Is Career Optionality Good or Bad?
Optionality feels exciting. People love having optionality in their careers. It provides a unique sense of power that they get to decide what to work on and where to spend time.
Earlier in your career, you’re constantly trying to portfolio manage your risk. Jumping from one job to another every 24 months to seek a better title, better brand on your resume, and slightly more compensation. Your friends constantly ask you “what’s next?” at happy hours, and your mind is constantly searching for the next ladder. This cycle continues for a few years and then you realize that most changes were horizontal in nature; diagonal at best.
To build anything meaningful, you need to focus and commit. You can’t build anything important in 24-36 months. It takes years to solve hard problems and a relentless mindset that’s focused.
Portfolio managing your career enables you to go mile wide, but inch deep.
Earlier in your career, it makes sense to explore new opportunities across different categories, companies and teams. After a few years, it’s a good idea to settle down, focus and commit to solving problems that you care about.
Optionality is rewarded earlier in your career which gives you a hall pass to jump around. The opposite is also true. People earlier in their career that stick around will have greater sets of opportunities within an organization. Companies reward loyalty and tenure.
Generally speaking, the privilege of jumping around starts to diminish as you get later in your career and seek executive positions. CEOs want execs that will commit and stick around for the long run and to ensure they’re here when things get tough. There’s a reason why board members push to having most executive comps tied to stock programs and vesting schedules. It’s a forcing function to get people to stay.

**What to work on**:
[1] Copy the passage of the career optionality essay from "To build anything" to "you care about." word for word.
[2] Answer these questions using the career optionality essay:
(a) According to the essay, how often do people early in their careers jump from one job to another?
(b) What do board members push to tie most executive comps to?
(c) What does portfolio managing your career let you do, in the essay's words?
[3] Write what comes next in the career optionality essay, starting after its final sentence.
The records that come after this essay have nothing to do with it.

**Data extracts**:
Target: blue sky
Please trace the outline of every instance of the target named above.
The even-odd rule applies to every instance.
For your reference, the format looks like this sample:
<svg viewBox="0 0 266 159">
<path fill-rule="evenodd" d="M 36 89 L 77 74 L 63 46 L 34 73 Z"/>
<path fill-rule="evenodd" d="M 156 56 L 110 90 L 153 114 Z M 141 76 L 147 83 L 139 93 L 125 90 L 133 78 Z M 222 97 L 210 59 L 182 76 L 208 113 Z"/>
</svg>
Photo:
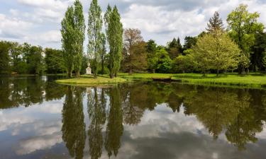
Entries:
<svg viewBox="0 0 266 159">
<path fill-rule="evenodd" d="M 60 48 L 60 22 L 74 0 L 0 0 L 0 40 L 28 42 L 45 47 Z M 87 18 L 90 0 L 81 0 Z M 266 0 L 99 0 L 103 11 L 108 3 L 116 4 L 124 28 L 139 28 L 144 40 L 165 45 L 173 37 L 204 30 L 214 11 L 225 25 L 226 16 L 240 4 L 260 13 L 266 25 Z M 87 19 L 86 19 L 87 21 Z"/>
</svg>

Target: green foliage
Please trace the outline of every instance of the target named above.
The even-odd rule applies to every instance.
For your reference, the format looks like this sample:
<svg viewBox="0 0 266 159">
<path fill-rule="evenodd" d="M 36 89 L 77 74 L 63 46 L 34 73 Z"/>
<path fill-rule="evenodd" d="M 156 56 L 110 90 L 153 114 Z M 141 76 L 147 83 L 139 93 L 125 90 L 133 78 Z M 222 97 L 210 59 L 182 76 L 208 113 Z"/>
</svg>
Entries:
<svg viewBox="0 0 266 159">
<path fill-rule="evenodd" d="M 100 53 L 102 44 L 101 29 L 103 20 L 101 18 L 101 7 L 97 0 L 92 0 L 89 9 L 88 20 L 88 54 L 90 59 L 92 73 L 95 78 L 97 77 L 99 63 L 101 60 Z"/>
<path fill-rule="evenodd" d="M 74 8 L 72 6 L 69 6 L 65 14 L 65 18 L 61 22 L 62 48 L 65 67 L 67 69 L 68 77 L 72 77 L 74 65 L 73 42 L 75 41 L 74 17 Z"/>
<path fill-rule="evenodd" d="M 192 48 L 192 47 L 196 45 L 196 37 L 186 36 L 184 37 L 184 44 L 183 49 L 187 50 Z"/>
<path fill-rule="evenodd" d="M 169 42 L 167 52 L 169 52 L 171 59 L 182 54 L 182 46 L 180 43 L 179 37 L 177 38 L 177 40 L 174 38 L 172 42 Z"/>
<path fill-rule="evenodd" d="M 219 13 L 216 11 L 214 16 L 210 18 L 208 23 L 208 28 L 206 30 L 209 33 L 214 33 L 216 30 L 223 30 L 223 20 L 220 18 Z"/>
<path fill-rule="evenodd" d="M 238 64 L 240 50 L 229 36 L 222 31 L 216 35 L 206 34 L 197 40 L 193 47 L 194 58 L 196 66 L 201 71 L 213 69 L 226 70 L 234 69 Z"/>
<path fill-rule="evenodd" d="M 85 22 L 83 16 L 83 7 L 79 0 L 74 3 L 74 41 L 73 42 L 74 69 L 77 77 L 79 76 L 83 57 L 83 42 L 85 40 Z"/>
<path fill-rule="evenodd" d="M 48 73 L 63 73 L 65 70 L 63 53 L 61 50 L 46 48 L 45 61 Z"/>
<path fill-rule="evenodd" d="M 116 76 L 122 59 L 123 49 L 123 25 L 121 22 L 120 14 L 115 6 L 111 12 L 109 13 L 106 23 L 107 40 L 109 45 L 109 69 L 110 77 Z"/>
<path fill-rule="evenodd" d="M 249 13 L 248 6 L 240 4 L 227 18 L 229 35 L 242 50 L 239 73 L 249 66 L 250 48 L 255 44 L 255 33 L 262 32 L 264 26 L 257 22 L 260 14 Z"/>
</svg>

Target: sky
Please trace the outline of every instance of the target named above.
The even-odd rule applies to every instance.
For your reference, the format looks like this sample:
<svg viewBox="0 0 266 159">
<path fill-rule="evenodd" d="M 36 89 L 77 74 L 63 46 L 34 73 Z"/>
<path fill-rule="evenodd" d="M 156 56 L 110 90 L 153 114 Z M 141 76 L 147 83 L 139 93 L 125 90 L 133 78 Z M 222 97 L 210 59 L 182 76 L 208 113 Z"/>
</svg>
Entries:
<svg viewBox="0 0 266 159">
<path fill-rule="evenodd" d="M 87 23 L 91 0 L 80 0 Z M 0 0 L 0 40 L 29 42 L 61 48 L 60 23 L 74 0 Z M 103 12 L 108 4 L 116 5 L 124 28 L 138 28 L 145 40 L 165 45 L 174 37 L 184 42 L 206 28 L 218 11 L 225 25 L 227 15 L 240 4 L 260 13 L 266 25 L 266 0 L 99 0 Z M 87 34 L 87 33 L 86 33 Z M 85 45 L 87 42 L 85 41 Z"/>
</svg>

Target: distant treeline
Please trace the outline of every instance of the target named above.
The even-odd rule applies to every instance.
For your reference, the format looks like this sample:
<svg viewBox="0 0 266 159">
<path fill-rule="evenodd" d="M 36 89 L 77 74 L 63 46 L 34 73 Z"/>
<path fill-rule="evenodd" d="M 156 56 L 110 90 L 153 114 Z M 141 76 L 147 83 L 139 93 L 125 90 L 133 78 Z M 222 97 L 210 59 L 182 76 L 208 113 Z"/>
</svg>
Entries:
<svg viewBox="0 0 266 159">
<path fill-rule="evenodd" d="M 82 10 L 80 1 L 76 0 L 66 12 L 62 22 L 62 50 L 0 42 L 0 73 L 67 73 L 70 77 L 77 71 L 78 76 L 79 71 L 85 73 L 89 61 L 95 77 L 106 73 L 112 78 L 118 71 L 217 75 L 228 71 L 266 72 L 265 26 L 258 21 L 260 14 L 248 12 L 246 5 L 240 4 L 228 15 L 227 28 L 215 12 L 206 30 L 195 37 L 185 37 L 183 45 L 178 37 L 160 46 L 153 40 L 145 42 L 137 28 L 123 29 L 116 6 L 109 6 L 101 17 L 101 10 L 94 0 L 89 8 L 87 54 L 83 52 L 85 28 Z M 79 18 L 82 23 L 70 23 Z"/>
<path fill-rule="evenodd" d="M 86 57 L 83 66 L 87 67 Z M 51 48 L 43 49 L 28 43 L 0 42 L 0 73 L 66 73 L 62 51 Z"/>
</svg>

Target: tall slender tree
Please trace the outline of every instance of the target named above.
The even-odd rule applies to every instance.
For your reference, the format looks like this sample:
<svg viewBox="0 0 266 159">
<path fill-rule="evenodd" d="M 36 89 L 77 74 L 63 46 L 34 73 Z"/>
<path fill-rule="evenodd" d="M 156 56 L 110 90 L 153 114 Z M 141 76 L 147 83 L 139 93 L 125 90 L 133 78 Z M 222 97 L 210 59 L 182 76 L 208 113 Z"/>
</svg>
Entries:
<svg viewBox="0 0 266 159">
<path fill-rule="evenodd" d="M 72 77 L 73 71 L 74 48 L 74 8 L 69 6 L 65 14 L 65 18 L 61 22 L 62 47 L 65 66 L 67 71 L 67 76 Z"/>
<path fill-rule="evenodd" d="M 123 25 L 116 6 L 107 16 L 106 20 L 108 25 L 106 35 L 110 49 L 109 69 L 110 71 L 110 78 L 113 78 L 117 76 L 122 59 Z"/>
<path fill-rule="evenodd" d="M 216 30 L 223 30 L 224 27 L 223 24 L 223 20 L 220 18 L 219 13 L 216 11 L 214 12 L 214 16 L 209 20 L 208 28 L 206 30 L 209 33 L 214 33 Z"/>
<path fill-rule="evenodd" d="M 89 9 L 88 20 L 88 54 L 91 59 L 91 66 L 94 76 L 97 78 L 98 64 L 100 61 L 101 29 L 103 20 L 101 7 L 97 0 L 92 0 Z"/>
<path fill-rule="evenodd" d="M 79 0 L 74 3 L 74 69 L 77 77 L 79 76 L 82 69 L 83 42 L 85 40 L 85 22 L 83 16 L 82 4 Z"/>
<path fill-rule="evenodd" d="M 257 12 L 249 13 L 248 6 L 244 4 L 240 4 L 227 17 L 229 35 L 242 51 L 239 58 L 239 73 L 244 72 L 250 65 L 250 47 L 255 43 L 255 33 L 263 31 L 263 25 L 257 22 L 259 17 Z"/>
</svg>

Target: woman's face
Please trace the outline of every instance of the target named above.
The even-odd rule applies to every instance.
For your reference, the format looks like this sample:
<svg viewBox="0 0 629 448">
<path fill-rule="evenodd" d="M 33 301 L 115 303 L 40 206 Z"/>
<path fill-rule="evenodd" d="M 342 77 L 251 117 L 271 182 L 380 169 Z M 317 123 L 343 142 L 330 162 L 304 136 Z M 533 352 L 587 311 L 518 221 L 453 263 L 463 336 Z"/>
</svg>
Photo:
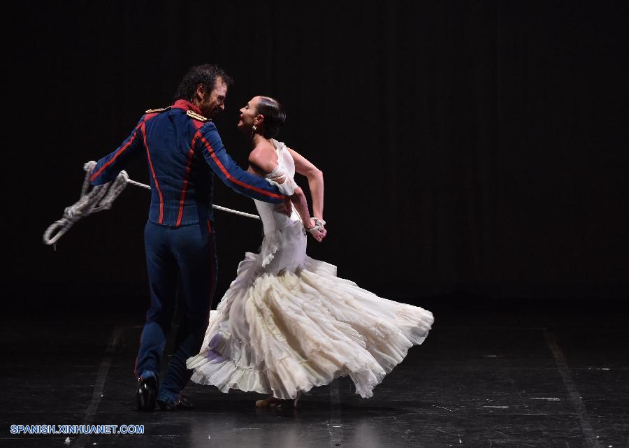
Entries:
<svg viewBox="0 0 629 448">
<path fill-rule="evenodd" d="M 254 96 L 247 105 L 240 108 L 240 119 L 238 120 L 238 129 L 245 132 L 251 130 L 252 127 L 256 121 L 258 116 L 258 102 L 260 101 L 259 96 Z"/>
</svg>

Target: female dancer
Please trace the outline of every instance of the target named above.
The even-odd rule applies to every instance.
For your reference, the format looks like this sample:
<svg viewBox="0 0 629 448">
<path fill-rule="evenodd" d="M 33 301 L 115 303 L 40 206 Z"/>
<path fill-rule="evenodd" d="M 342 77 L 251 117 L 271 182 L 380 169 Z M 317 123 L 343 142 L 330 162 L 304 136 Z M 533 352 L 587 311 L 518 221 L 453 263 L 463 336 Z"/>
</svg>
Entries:
<svg viewBox="0 0 629 448">
<path fill-rule="evenodd" d="M 336 267 L 305 253 L 305 227 L 319 241 L 323 221 L 323 175 L 303 157 L 275 140 L 286 115 L 268 96 L 240 109 L 238 127 L 252 137 L 250 170 L 264 177 L 285 175 L 280 185 L 296 212 L 255 201 L 264 238 L 259 254 L 247 252 L 236 280 L 212 311 L 201 352 L 188 359 L 192 381 L 269 393 L 257 407 L 286 400 L 296 405 L 301 392 L 349 375 L 363 398 L 421 344 L 433 321 L 431 312 L 379 298 L 338 278 Z M 305 175 L 312 195 L 311 219 L 293 179 Z"/>
</svg>

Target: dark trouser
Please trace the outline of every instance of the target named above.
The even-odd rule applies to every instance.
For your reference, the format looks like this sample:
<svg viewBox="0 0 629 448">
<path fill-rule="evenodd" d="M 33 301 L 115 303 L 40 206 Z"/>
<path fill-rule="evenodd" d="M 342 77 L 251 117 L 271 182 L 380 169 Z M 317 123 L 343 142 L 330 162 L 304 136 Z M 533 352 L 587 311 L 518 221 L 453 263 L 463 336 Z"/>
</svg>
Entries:
<svg viewBox="0 0 629 448">
<path fill-rule="evenodd" d="M 146 313 L 135 373 L 136 377 L 158 376 L 178 305 L 183 321 L 157 396 L 172 403 L 190 379 L 186 359 L 198 353 L 208 326 L 217 269 L 214 232 L 210 221 L 180 227 L 148 222 L 144 243 L 151 308 Z M 180 289 L 175 303 L 178 277 Z"/>
</svg>

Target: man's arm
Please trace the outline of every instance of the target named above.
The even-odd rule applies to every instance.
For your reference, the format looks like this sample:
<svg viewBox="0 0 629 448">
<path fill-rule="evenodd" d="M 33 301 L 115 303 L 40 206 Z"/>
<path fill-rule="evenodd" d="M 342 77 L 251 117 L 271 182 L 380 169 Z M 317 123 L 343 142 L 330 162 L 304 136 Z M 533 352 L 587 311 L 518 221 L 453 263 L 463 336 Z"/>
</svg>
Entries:
<svg viewBox="0 0 629 448">
<path fill-rule="evenodd" d="M 92 171 L 89 183 L 92 185 L 106 184 L 116 178 L 118 173 L 124 169 L 129 159 L 143 147 L 144 123 L 146 115 L 142 117 L 140 122 L 122 144 L 113 152 L 101 159 Z"/>
<path fill-rule="evenodd" d="M 223 182 L 235 192 L 250 198 L 272 203 L 282 202 L 285 196 L 275 185 L 247 173 L 227 154 L 214 123 L 206 123 L 195 136 L 195 145 L 210 168 Z"/>
</svg>

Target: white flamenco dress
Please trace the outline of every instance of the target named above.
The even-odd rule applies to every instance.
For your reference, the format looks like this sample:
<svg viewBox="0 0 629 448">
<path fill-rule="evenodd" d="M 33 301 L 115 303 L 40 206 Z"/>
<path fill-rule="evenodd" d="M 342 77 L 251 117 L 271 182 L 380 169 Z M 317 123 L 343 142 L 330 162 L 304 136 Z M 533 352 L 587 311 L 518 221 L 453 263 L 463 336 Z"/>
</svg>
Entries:
<svg viewBox="0 0 629 448">
<path fill-rule="evenodd" d="M 295 164 L 273 140 L 281 186 L 292 194 Z M 269 182 L 271 182 L 269 180 Z M 272 182 L 273 183 L 273 182 Z M 336 267 L 305 254 L 306 233 L 297 213 L 255 201 L 264 238 L 247 252 L 215 311 L 201 352 L 186 364 L 192 381 L 294 398 L 349 375 L 363 398 L 421 344 L 433 324 L 430 311 L 382 298 L 336 276 Z"/>
</svg>

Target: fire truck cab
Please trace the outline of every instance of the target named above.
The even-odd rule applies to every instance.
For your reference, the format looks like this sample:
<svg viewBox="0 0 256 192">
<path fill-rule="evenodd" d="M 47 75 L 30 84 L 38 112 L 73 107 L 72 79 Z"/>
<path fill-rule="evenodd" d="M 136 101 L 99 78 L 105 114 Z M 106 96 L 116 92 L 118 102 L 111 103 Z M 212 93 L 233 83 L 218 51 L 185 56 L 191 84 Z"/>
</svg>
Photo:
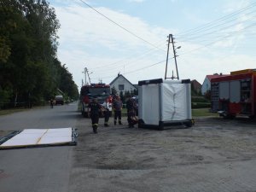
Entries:
<svg viewBox="0 0 256 192">
<path fill-rule="evenodd" d="M 105 84 L 91 84 L 84 85 L 80 91 L 81 113 L 84 117 L 89 116 L 88 105 L 93 98 L 96 98 L 100 104 L 103 104 L 106 98 L 112 101 L 110 85 Z"/>
<path fill-rule="evenodd" d="M 256 114 L 256 69 L 231 72 L 211 80 L 212 111 L 234 118 Z"/>
</svg>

**Answers to the exercise**:
[1]
To build anything meaningful, you need to focus and commit. You can’t build anything important in 24-36 months. It takes years to solve hard problems and a relentless mindset that’s focused.
Portfolio managing your career enables you to go mile wide, but inch deep.
Earlier in your career, it makes sense to explore new opportunities across different categories, companies and teams. After a few years, it’s a good idea to settle down, focus and commit to solving problems that you care about.

[2]
(a) Every 24 months.
(b) Stock programs and vesting schedules.
(c) Go mile wide, but inch deep.

[3]
So, is career optionality good or bad?
It depends on the stage of your career. It’s probably good to have some optionality earlier in your career. It’s bad to jump around later in your career. My recommendation is to find those career moments in your current job; and if it doesn’t exist, then try to create them. This is a better path to pursue than to simply jump to the next gig.
In either case, I encourage you to proactively create a career framework for yourself. The difference between living life and leading life is having a proactive mindset of planning.
Reading
Time to start a consumer brand? Retail is being disrupted faster than anyone expected. Direct to consumer is becoming a staple as a distribution channel. Now is a great time to start a consumer brand. Link.
How to operate a SaaS startup. Excellent read on constructing a growth program for SaaS companies. There are 4 key functions in any SaaS company: 1) product, 2) sales, 3) marketing, 4) finance. Constructing goals quarterly, aligning sales-finance teams and product-marketing teams together to ensure synergies. Having “The Cadence” in-place reduces growing pains and builds a system that works for all key players in the company. Link.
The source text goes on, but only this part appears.